**EXERCISE BRIEF**
Recast the lines from the start of the entries through the line containing "84 L 44 125" as a numbered list, omitting blank lines and leaving out the pictures.

---------- MATERIAL SUPPLIED

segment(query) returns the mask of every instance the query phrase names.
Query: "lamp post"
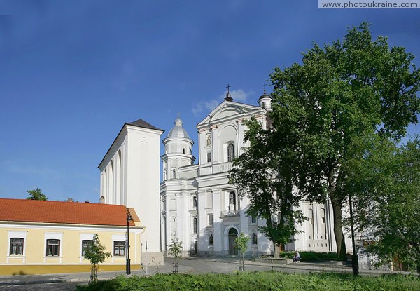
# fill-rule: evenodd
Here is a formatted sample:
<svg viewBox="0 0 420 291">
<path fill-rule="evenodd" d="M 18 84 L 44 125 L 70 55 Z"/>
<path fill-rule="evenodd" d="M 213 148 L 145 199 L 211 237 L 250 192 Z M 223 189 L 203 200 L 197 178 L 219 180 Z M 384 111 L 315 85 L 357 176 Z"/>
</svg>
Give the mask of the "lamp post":
<svg viewBox="0 0 420 291">
<path fill-rule="evenodd" d="M 131 273 L 131 265 L 130 261 L 130 222 L 132 220 L 133 220 L 133 218 L 131 216 L 131 212 L 129 211 L 128 208 L 127 208 L 127 264 L 125 266 L 125 270 L 127 271 L 127 275 Z"/>
<path fill-rule="evenodd" d="M 353 220 L 353 206 L 351 203 L 351 194 L 349 194 L 349 205 L 350 207 L 350 225 L 351 226 L 351 244 L 353 245 L 353 255 L 351 256 L 351 266 L 353 275 L 358 275 L 358 254 L 356 250 L 356 240 L 354 239 L 354 222 Z"/>
</svg>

--------------------

**EXPECTED OUTPUT**
1. segment(query) returns the mask of every instance the query phrase names.
2. Query: "lamp post"
3. # fill-rule: evenodd
4. Here is a formatted sample:
5. <svg viewBox="0 0 420 291">
6. <path fill-rule="evenodd" d="M 18 84 L 44 125 L 70 55 Z"/>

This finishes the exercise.